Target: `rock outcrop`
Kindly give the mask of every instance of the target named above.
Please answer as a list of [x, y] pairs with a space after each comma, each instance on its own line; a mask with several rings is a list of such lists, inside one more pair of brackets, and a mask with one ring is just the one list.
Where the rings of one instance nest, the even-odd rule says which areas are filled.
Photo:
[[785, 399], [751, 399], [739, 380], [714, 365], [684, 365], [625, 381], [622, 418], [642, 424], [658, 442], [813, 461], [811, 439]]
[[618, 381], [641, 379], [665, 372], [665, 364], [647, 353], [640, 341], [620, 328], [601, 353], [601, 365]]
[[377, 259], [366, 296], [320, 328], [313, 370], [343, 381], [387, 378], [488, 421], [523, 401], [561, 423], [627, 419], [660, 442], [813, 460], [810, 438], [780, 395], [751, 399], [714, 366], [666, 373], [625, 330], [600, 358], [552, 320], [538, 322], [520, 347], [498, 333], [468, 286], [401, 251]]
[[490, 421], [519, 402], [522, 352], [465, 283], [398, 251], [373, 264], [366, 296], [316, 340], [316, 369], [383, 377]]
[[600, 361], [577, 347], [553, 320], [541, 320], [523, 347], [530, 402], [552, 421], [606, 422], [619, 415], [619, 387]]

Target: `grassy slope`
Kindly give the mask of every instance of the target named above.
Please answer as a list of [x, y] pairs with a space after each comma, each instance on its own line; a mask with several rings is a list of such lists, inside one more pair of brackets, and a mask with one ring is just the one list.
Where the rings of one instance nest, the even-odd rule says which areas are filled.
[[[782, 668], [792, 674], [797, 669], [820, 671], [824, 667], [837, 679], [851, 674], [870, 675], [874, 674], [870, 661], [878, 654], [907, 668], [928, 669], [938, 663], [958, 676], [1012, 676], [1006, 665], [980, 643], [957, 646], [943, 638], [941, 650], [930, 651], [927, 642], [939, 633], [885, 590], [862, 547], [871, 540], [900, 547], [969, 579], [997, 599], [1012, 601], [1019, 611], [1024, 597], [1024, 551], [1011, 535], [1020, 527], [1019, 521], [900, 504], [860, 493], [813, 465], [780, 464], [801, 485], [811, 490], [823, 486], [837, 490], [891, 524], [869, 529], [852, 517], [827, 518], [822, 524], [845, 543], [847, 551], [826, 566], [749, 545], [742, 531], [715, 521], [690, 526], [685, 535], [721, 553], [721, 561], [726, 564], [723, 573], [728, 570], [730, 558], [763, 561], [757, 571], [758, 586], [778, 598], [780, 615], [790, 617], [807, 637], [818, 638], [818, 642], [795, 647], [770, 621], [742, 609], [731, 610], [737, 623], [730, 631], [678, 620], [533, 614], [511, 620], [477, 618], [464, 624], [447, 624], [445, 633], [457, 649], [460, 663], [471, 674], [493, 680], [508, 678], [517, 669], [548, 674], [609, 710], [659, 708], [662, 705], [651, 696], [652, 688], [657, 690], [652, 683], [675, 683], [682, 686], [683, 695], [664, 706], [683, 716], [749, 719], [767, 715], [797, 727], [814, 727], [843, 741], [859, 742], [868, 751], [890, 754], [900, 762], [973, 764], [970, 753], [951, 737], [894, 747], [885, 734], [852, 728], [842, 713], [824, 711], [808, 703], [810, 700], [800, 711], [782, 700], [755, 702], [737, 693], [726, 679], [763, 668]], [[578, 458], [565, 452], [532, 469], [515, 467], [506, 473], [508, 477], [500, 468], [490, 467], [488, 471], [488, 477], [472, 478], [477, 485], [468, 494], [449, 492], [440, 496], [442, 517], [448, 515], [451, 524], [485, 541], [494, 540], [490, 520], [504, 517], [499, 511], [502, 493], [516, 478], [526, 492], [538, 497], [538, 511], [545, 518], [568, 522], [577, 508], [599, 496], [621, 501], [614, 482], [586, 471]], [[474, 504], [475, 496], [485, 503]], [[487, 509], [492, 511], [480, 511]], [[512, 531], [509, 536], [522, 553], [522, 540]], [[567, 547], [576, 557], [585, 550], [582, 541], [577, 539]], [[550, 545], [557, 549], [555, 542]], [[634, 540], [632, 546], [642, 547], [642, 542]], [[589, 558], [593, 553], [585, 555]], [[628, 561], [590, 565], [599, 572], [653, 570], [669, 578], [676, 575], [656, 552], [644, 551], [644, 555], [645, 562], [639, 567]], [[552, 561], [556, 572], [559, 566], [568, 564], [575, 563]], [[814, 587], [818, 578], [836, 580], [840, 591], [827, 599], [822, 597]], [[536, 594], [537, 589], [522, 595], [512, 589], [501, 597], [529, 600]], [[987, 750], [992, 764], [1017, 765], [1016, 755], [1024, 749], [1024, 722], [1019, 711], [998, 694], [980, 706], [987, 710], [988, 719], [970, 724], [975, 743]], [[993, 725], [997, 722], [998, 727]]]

● Work request: Go through the entries above and reproduce each one exactly.

● Task result:
Target: `rock outcrop`
Kindly give the mask of every instance of the target named above.
Please answer as a list of [x, y] pairs with a space after each comma, each instance on its own line; a mask with several rings is a list of such lists, inside one more pair of brackets, and a mask with one ring is just the one list.
Where the rings of one instance nest, the even-odd rule says which areas are filled.
Photo:
[[785, 399], [751, 399], [739, 380], [714, 365], [684, 365], [625, 381], [622, 418], [642, 424], [658, 442], [813, 461], [811, 439]]
[[618, 381], [641, 379], [665, 372], [665, 364], [647, 353], [640, 341], [620, 328], [601, 353], [601, 365]]
[[377, 259], [366, 296], [320, 328], [313, 370], [343, 381], [387, 378], [488, 421], [523, 401], [561, 423], [627, 419], [660, 442], [813, 460], [810, 438], [780, 395], [751, 399], [714, 366], [666, 373], [625, 330], [600, 358], [552, 320], [538, 322], [520, 347], [498, 333], [468, 286], [401, 251]]
[[490, 421], [519, 402], [522, 352], [465, 283], [398, 251], [373, 264], [366, 296], [316, 340], [316, 369], [383, 377]]
[[600, 361], [577, 347], [553, 320], [541, 320], [523, 347], [530, 402], [552, 421], [606, 422], [619, 415], [619, 387]]

Target: `grassy slope`
Kindly give the mask of every instance of the target named above.
Please answer as a list of [x, y] pairs with a space after each comma, each instance on its own line; a mask with several rings is a list of such lists, inside one more pair of brackets, and a mask with one ring is just the one list.
Where the rings of one instance nest, the even-odd rule says which areas are filled.
[[[782, 668], [792, 674], [797, 669], [820, 671], [824, 667], [837, 679], [851, 674], [870, 675], [874, 674], [870, 661], [878, 654], [907, 668], [928, 669], [938, 663], [958, 676], [1012, 676], [1006, 665], [980, 643], [957, 646], [943, 638], [941, 650], [930, 651], [927, 642], [939, 633], [885, 590], [862, 547], [871, 540], [900, 547], [969, 579], [997, 599], [1012, 601], [1019, 611], [1024, 597], [1024, 551], [1011, 535], [1020, 527], [1019, 521], [900, 504], [860, 493], [813, 465], [780, 464], [801, 485], [811, 490], [823, 486], [837, 490], [891, 524], [869, 529], [852, 517], [827, 518], [822, 524], [845, 543], [847, 551], [826, 566], [749, 545], [742, 531], [715, 521], [690, 526], [685, 535], [721, 553], [721, 561], [726, 564], [723, 573], [728, 570], [730, 558], [763, 561], [757, 571], [758, 586], [778, 598], [780, 615], [790, 617], [807, 637], [818, 638], [818, 642], [795, 647], [770, 621], [742, 609], [731, 610], [737, 623], [730, 631], [678, 620], [533, 614], [511, 620], [477, 618], [464, 624], [447, 624], [445, 633], [457, 649], [460, 663], [471, 674], [493, 680], [508, 678], [517, 669], [548, 674], [609, 710], [659, 708], [662, 705], [651, 696], [652, 688], [657, 690], [652, 683], [675, 683], [682, 686], [683, 695], [664, 706], [683, 716], [749, 719], [767, 715], [797, 727], [814, 727], [843, 741], [859, 742], [868, 751], [890, 754], [900, 762], [973, 764], [970, 753], [951, 737], [894, 747], [885, 734], [852, 728], [842, 713], [824, 711], [808, 703], [810, 700], [800, 711], [782, 700], [755, 702], [737, 693], [726, 679], [763, 668]], [[578, 458], [565, 452], [532, 469], [515, 467], [506, 473], [508, 477], [500, 468], [490, 467], [488, 471], [488, 477], [472, 478], [477, 485], [468, 494], [449, 492], [440, 496], [442, 517], [448, 515], [451, 524], [485, 541], [494, 540], [490, 520], [504, 517], [499, 511], [502, 493], [516, 478], [526, 492], [538, 497], [538, 511], [545, 518], [568, 522], [577, 508], [599, 496], [621, 501], [614, 482], [586, 471]], [[474, 504], [475, 496], [485, 503]], [[487, 509], [492, 511], [480, 511]], [[512, 531], [509, 536], [522, 553], [522, 540]], [[567, 547], [576, 557], [585, 550], [582, 541], [577, 539]], [[550, 545], [557, 549], [555, 542]], [[634, 540], [632, 546], [642, 547], [642, 542]], [[589, 558], [593, 553], [585, 555]], [[628, 561], [590, 565], [599, 572], [653, 570], [669, 578], [676, 575], [656, 552], [644, 551], [644, 555], [645, 562], [639, 567]], [[552, 561], [556, 572], [559, 566], [568, 564], [575, 563]], [[814, 587], [818, 578], [836, 580], [840, 591], [827, 599], [822, 597]], [[536, 594], [537, 589], [522, 595], [512, 589], [501, 597], [529, 600]], [[987, 750], [992, 764], [1017, 765], [1016, 755], [1024, 749], [1024, 722], [1019, 711], [998, 694], [980, 706], [987, 710], [988, 719], [970, 724], [975, 743]], [[993, 725], [997, 722], [998, 727]]]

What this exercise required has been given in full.